◆ **WORK TO BE COMPLETED**
Below are records to be output exactly, every one of them.

[Begin]

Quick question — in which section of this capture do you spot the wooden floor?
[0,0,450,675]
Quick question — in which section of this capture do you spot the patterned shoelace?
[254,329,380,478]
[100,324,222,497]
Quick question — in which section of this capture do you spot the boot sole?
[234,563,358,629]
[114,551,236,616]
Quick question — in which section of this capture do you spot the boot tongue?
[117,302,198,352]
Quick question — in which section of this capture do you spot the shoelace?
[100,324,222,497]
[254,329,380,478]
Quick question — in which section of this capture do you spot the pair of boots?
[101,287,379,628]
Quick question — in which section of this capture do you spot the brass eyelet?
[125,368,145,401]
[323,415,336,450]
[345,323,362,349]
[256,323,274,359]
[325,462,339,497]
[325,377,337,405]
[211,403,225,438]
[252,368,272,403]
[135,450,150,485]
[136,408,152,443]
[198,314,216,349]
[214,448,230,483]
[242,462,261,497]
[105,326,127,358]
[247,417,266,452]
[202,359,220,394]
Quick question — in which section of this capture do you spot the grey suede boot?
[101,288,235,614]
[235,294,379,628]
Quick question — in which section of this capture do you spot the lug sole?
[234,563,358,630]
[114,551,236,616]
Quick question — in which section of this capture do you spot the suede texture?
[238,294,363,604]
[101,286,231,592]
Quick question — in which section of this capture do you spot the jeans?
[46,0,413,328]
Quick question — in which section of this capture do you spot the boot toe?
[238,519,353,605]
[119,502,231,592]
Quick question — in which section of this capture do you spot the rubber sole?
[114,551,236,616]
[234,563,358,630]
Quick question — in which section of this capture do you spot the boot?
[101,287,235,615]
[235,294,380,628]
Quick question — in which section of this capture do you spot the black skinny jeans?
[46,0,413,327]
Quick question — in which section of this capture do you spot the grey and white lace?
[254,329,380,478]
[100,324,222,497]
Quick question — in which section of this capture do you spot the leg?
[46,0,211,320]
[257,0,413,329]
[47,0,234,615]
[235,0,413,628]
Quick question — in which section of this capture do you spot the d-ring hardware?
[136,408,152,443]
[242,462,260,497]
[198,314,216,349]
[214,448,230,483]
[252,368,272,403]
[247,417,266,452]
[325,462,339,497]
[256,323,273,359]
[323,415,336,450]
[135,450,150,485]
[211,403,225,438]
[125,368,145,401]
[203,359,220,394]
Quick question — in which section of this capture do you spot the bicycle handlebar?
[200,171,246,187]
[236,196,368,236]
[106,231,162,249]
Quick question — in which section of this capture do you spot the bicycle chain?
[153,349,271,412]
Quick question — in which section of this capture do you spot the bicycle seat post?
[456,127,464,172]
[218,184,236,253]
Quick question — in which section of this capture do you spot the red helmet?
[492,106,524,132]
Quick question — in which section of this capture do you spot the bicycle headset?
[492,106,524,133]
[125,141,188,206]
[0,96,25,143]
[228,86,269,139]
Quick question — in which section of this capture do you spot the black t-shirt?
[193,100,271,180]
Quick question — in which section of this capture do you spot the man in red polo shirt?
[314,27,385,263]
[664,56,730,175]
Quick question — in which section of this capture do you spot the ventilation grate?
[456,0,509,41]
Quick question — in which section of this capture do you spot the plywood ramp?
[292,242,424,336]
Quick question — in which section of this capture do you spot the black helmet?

[End]

◆ **RIGHT ANSWER**
Quick question — in which section of this capture do you spot the wooden floor?
[0,0,450,675]
Quick question — in which section of this capture do you spot the patterned shoelace?
[254,329,380,478]
[100,324,222,497]
Quick question — in which section of this capture do you spot the boot sole?
[234,563,358,629]
[114,551,236,616]
Quick question — in which section of this capture do you spot the boot tongue?
[117,302,198,352]
Quick question — in which section of this capture do you spot the shoelace?
[100,324,222,497]
[254,329,380,478]
Quick question — in which section of this capture do you spot the pair of boots?
[101,287,379,628]
Quick question — in which section of this capture do you spot the brass eyelet?
[125,368,145,401]
[323,415,336,450]
[345,323,362,349]
[256,323,274,359]
[325,462,339,497]
[325,377,337,405]
[211,403,225,438]
[252,368,272,403]
[135,450,150,485]
[136,408,152,443]
[198,314,216,349]
[214,448,230,483]
[242,462,261,497]
[105,326,127,358]
[247,417,266,452]
[202,359,220,394]
Quick question — in which section of this capture do you spot the grey suede boot?
[101,288,235,614]
[235,294,379,628]
Quick question — in which section of this capture do you spot the lug sole?
[234,563,358,630]
[114,551,236,616]
Quick question — in which section of this capture do you spot the suede texture?
[238,294,363,604]
[101,286,231,592]
Quick question — in which section of this capture do you spot the jeans?
[46,0,413,328]
Quick question — in which section of this capture do you spot the boot toe?
[238,519,353,605]
[119,502,231,592]
Quick question — in which section of this capture do you spot the rubber sole?
[114,551,236,616]
[234,563,358,630]
Quick question — in which section of this capture do you spot the boot?
[101,287,235,615]
[235,294,380,628]
Quick question — in which section of this capture do you spot the black skinny jeans?
[46,0,413,327]
Quick question — in which section of this capture do you spot the grey and white lace?
[254,329,380,478]
[100,324,222,497]
Quick question — in which section of this capture do you spot the leg?
[46,0,211,320]
[257,0,413,329]
[47,0,234,615]
[235,0,413,628]
Quick question — in which section of this capture do you spot the d-ring hardware?
[136,408,152,443]
[242,462,260,497]
[198,314,216,349]
[214,448,230,483]
[252,368,272,403]
[247,417,266,452]
[325,462,339,497]
[256,323,273,359]
[323,415,336,450]
[135,450,150,485]
[211,403,225,438]
[125,368,145,401]
[203,359,220,394]
Quick question — in which section of this capture do you spot the bicycle handlebar?
[200,171,246,187]
[236,196,368,236]
[106,231,162,249]
Quick question — in which section of this capture do you spot the bicycle chain?
[153,349,271,412]
Quick question — in which section of this capture do you spot the bicycle seat post?
[456,127,464,172]
[218,184,236,253]
Quick question — in which section of this capture do you spot the red helmet?
[492,106,524,132]
Quick question — in which section of this capture do you spot the bicycle headset?
[492,106,524,133]
[125,141,188,206]
[0,96,25,143]
[228,86,269,139]
Quick question — in which section of this capture do you spot the black t-shirt?
[193,100,271,180]
Quick question — in which section of this capture do you spot the man in red polo shirt?
[314,27,385,263]
[664,56,730,175]
Quick question — in which section of this capture do you spot the ventilation grate?
[456,0,509,41]
Quick question — in which section of this capture do you spot the plywood ramp?
[292,242,424,336]
Quick question — in which section of this capture do you spot the black helmet?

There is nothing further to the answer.